PROMPT A: In the passage about Bernal, which two of Bernal's pupils became Nobel Laureates?
PROMPT B: Return everything in the passage about Bernal from "Traces of the" down to "and science policy.".
PROMPT C: Resume the passage about Bernal from where it stops.

SUPPLIED TEXT:
Attempts to conceptualise the relationship between science and society in terms of some sort of interaction were made by a number of writers of varying degrees of leftism. J. G. Crowther, the founder of science journalism in Britain, was science correspondent of The Guardian, science editor of the Clarendon Press, author of over thirty books including The Social Relations of Science and the official Science at War, and is still writing in his eighties. Joseph Needham went on to become a distinguished chemical embryologist, historian of Science and Civilisation in China and Master of Gonville and Caius College, Cambridge. Others propagated muted versions of the close integration of science and socioeconomic forces, e.g. P. M. S. Blackett, Nobel Laureate and President of the Royal Society, and C. P. Snow, explorer in fiction of science in the Civil Service and Cassandra of 'The Two Cultures and the Scientific Revolution'. In the domain of science and government, Solly Zuckerman carried the issue of the significance of science into the heart of policy making so that a toned-down social-democratic version of these views turned up as 'the white heat of the technological revolution' in the 1964 Wilson Government's plans for retooling Britain.
Traces of the enthusiasm generated in the 1930s can even be found in the notes of the doctoral dissertation of the man who became the doyen of orthodox American functionalism in the sociology of science, Robert K. Merton (Science, Technology and Society in Seventeenth Century England). This dilution of Marxist ideas until they flow into the domesticated setting of the sociology of knowledge is analogous to Karl Mannheim's watering down (in Ideology and Utopia) of Georg Lukács' vision of the role of science in the capitalist mode of production (in History and Class Consciousness). To complete the convergence, these watered down, Western functionalist ideas are gaining increasing vogue in current Soviet sociology and science policy.
Bernal was by far the most enthusiastic and spell binding exponent of science as closely reflecting economic developments and, more significantly, as the model and guide to social policy. By all accounts he was an amazing, polymathic, inspiring, catalytic, charismatic, brilliant man. Not, I think (pace a recent review by Bernard Dixon) 'a colossus' or (as Maurice Goldsmith would have it) possessed of 'an originality of mind unique in his generation'. He had, rather, a genius for stirring things up and illuminating issues, refracting them in new lights so that his students could go on to do profound work. One student described him as 'spraying out ideas', but, he left it to others to pick them up and work them out. He liked to float around, throw out brilliant ideas, but he did not like to be cornered. Two of his pupils, Dorothy Crowfoot Hodgkin and Max Perutz, became Nobel Laureates. Perutz said of Bernal, 'When I was a student I wanted to solve a great problem in biochemistry. One day I set out from Vienna, my home town, to find the Great Sage of Cambridge... We really did call him Sage, because he knew everything, and I became his disciple.'
Bernal has at least four claims on our serious attention. First, there is his role in the crystallographic aspect of the foundations of molecular biology. Goldsmith discusses this, but he doesn't make use of the extensive secondary literature assessing different individuals' researches and ideas. Second, Bernal was at the centre of the scientific contributions to the Second World War effort. We have been regaled with R. V. Jones' Most Secret War (in which Bernal doesn't figure), but Crowther's official history lays great stress on Bernal's work, especially in Combined Operations in the planning of D-Day - by far the largest sea-borne invasion in history. Lord Zuckerman and Lord Mountbatten helped with this part of the book, and it was the one which I found most interesting. Bernal's war work certainly merits a detailed study on its own. Third, his writings on The Social Function of Science and his multi-volume Science in History remain - largely by default - the standard orthodox Marxist works on their topics and are badly in need of critical historical and political re-evaluations. Goldsmith gives us workmanlike expositions of these and Bernal's other writings about science and society - a topic to which I'll return below. The last aspect of Bernal's life which is of considerable interest is the living of it - his presence, the experience of him as a remarkable person, lover, man.

[Records from a data collection]
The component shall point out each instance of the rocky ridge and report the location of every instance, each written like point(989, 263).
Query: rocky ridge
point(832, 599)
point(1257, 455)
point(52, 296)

WRITTEN REPLY A: Dorothy Crowfoot Hodgkin and Max Perutz.

WRITTEN REPLY B:
Traces of the enthusiasm generated in the 1930s can even be found in the notes of the doctoral dissertation of the man who became the doyen of orthodox American functionalism in the sociology of science, Robert K. Merton (Science, Technology and Society in Seventeenth Century England). This dilution of Marxist ideas until they flow into the domesticated setting of the sociology of knowledge is analogous to Karl Mannheim's watering down (in Ideology and Utopia) of Georg Lukács' vision of the role of science in the capitalist mode of production (in History and Class Consciousness). To complete the convergence, these watered down, Western functionalist ideas are gaining increasing vogue in current Soviet sociology and science policy.

WRITTEN REPLY C:
The biographical basics are clear enough: born in Ireland in 1901; father's family Sephardic Jews who settled there in 1644 to farm and became Catholics; American mother who was an early graduate of Stanford; minor public school in Bradford; Emmanuel College, Cambridge in 1919; introduced to marxism in the early 20s; then into everything - 'a sink of ubiquity', according to one friend. An Irish, Catholic, atheist, marxist, Bohemian. His wartime group was called Mountbatten's 'Department of Wild Talents'. On one occasion, Charles Goodeve, the Controller of Research at the Admiralty, arranged to meet Bernal outside the United Services Club. 'He found the doorman in violent discussion with a most shabbily dressed individual who was insisting that Goodeve was waiting for him. "He looked such a tramp", Goodeve said, "that I could not speak to him".'
Here we enter a morass which loomed large in the press reviews of the book, so let's deal with it before carrying on with more important issues. The fact is that access to the Bernal archives has been denied to some people who don't share his views on science and politics. But the problems of access Goldsmith raises are of a different kind.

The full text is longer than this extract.